PROBLEM TO SOLVE:
The answer must be the full listing, written out exactly.
++++ LISTED ENTRIES ++++
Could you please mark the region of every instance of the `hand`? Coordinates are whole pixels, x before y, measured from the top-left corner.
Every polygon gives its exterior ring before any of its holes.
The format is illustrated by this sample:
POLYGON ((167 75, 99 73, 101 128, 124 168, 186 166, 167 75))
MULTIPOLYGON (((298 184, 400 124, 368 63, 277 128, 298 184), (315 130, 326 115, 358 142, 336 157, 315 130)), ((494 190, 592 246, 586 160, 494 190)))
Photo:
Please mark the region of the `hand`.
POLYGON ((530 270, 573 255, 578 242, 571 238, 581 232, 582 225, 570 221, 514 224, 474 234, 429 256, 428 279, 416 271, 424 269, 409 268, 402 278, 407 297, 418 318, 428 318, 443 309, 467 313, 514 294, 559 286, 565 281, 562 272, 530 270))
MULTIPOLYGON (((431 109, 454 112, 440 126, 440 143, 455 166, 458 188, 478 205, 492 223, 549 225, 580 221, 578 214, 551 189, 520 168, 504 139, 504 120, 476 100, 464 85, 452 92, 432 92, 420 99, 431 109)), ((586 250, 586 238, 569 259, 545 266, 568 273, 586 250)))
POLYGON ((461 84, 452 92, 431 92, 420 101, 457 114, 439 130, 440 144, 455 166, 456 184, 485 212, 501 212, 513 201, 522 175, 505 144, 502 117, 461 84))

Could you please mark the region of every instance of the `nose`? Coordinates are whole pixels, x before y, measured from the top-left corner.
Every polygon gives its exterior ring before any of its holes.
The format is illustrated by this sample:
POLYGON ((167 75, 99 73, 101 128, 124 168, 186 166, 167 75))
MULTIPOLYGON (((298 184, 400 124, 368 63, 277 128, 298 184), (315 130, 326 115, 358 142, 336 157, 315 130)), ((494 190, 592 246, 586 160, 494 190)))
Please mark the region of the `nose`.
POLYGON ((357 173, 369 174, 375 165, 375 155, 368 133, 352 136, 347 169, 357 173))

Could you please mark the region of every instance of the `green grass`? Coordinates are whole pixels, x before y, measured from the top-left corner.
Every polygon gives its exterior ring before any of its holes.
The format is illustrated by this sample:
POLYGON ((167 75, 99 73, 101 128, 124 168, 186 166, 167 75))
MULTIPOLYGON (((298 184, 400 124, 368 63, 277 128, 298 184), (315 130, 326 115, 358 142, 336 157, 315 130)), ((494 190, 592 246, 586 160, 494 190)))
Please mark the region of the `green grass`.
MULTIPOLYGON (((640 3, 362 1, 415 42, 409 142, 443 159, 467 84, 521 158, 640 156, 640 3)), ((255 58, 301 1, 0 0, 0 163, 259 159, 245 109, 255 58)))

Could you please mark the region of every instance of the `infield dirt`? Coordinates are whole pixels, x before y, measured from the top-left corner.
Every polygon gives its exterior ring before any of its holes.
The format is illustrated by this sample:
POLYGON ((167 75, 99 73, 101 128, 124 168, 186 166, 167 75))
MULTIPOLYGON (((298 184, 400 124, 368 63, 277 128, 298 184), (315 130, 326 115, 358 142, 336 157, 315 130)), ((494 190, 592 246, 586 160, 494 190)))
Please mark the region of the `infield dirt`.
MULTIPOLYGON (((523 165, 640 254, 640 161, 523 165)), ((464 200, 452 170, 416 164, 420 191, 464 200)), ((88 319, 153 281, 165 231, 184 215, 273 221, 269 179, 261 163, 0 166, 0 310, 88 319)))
++++
EXERCISE OUTPUT:
Could you please mark the region of every instance of the `hand`? Coordinates are whole pixels, x before y, measured from the top-left corner.
Every polygon gives its exterior ring before any of its holes.
The format is illustrated by this sample:
POLYGON ((167 75, 99 73, 101 128, 124 168, 186 166, 167 75))
MULTIPOLYGON (((298 184, 400 124, 368 63, 277 128, 298 184), (315 130, 326 115, 358 142, 336 157, 315 130)), ((494 190, 592 246, 586 160, 494 190)))
Photo:
Please mark the region of the `hand`.
POLYGON ((530 270, 573 255, 578 242, 571 238, 581 232, 582 225, 570 221, 514 224, 474 234, 429 256, 428 279, 416 271, 424 269, 409 268, 402 278, 407 297, 418 318, 428 318, 443 309, 467 313, 514 294, 559 286, 565 281, 562 272, 530 270))
MULTIPOLYGON (((431 109, 454 112, 440 126, 440 143, 455 166, 458 188, 478 205, 492 223, 549 225, 580 221, 578 214, 551 189, 520 168, 504 139, 504 120, 476 100, 464 85, 452 92, 432 92, 420 99, 431 109)), ((586 250, 586 238, 569 259, 545 266, 568 273, 586 250)))
POLYGON ((461 84, 452 92, 431 92, 420 101, 457 114, 439 130, 440 144, 455 166, 456 184, 485 212, 501 212, 513 201, 522 175, 505 144, 502 117, 461 84))

Could you please mark the region of every instance of the `nose`? Coordinates are whole pixels, x before y, measured from the top-left corner.
Every polygon gives its exterior ring before any of its holes.
The format is illustrated by this sample:
POLYGON ((167 75, 99 73, 101 128, 124 168, 186 166, 167 75))
MULTIPOLYGON (((298 184, 400 124, 368 63, 277 128, 298 184), (315 130, 326 115, 358 142, 336 157, 315 130)), ((494 190, 592 246, 586 160, 494 190)))
Please mark the region of the `nose`.
POLYGON ((357 173, 369 174, 375 165, 375 155, 368 133, 352 136, 347 169, 357 173))

Could you please mark the region of every instance of the `green grass`? Coordinates are whole pixels, x before y, measured from the top-left corner.
Every polygon gives its exterior ring before any of its holes.
The format is illustrated by this sample:
POLYGON ((167 75, 99 73, 101 128, 124 168, 186 166, 167 75))
MULTIPOLYGON (((298 184, 400 124, 368 63, 277 128, 298 184), (315 130, 326 115, 358 142, 336 157, 315 130)), ((494 190, 592 246, 586 160, 494 190)))
Please mark the region of the `green grass`.
MULTIPOLYGON (((640 3, 362 1, 415 42, 409 142, 443 159, 467 84, 521 158, 640 156, 640 3)), ((255 58, 301 1, 0 0, 0 163, 259 159, 245 109, 255 58)))

Could you please mark the region of every instance of the `infield dirt`? Coordinates are whole pixels, x before y, measured from the top-left corner.
Every polygon gives its exterior ring before any of its holes.
The format is illustrated by this sample:
POLYGON ((167 75, 99 73, 101 128, 124 168, 186 166, 167 75))
MULTIPOLYGON (((298 184, 400 124, 368 63, 277 128, 298 184), (315 130, 326 115, 358 142, 336 157, 315 130)), ((494 190, 592 246, 586 160, 494 190)))
Please mark the region of the `infield dirt`.
MULTIPOLYGON (((523 165, 640 254, 640 161, 523 165)), ((464 200, 452 170, 416 164, 420 191, 464 200)), ((88 319, 153 281, 165 231, 184 215, 273 221, 269 179, 261 163, 0 166, 0 310, 88 319)))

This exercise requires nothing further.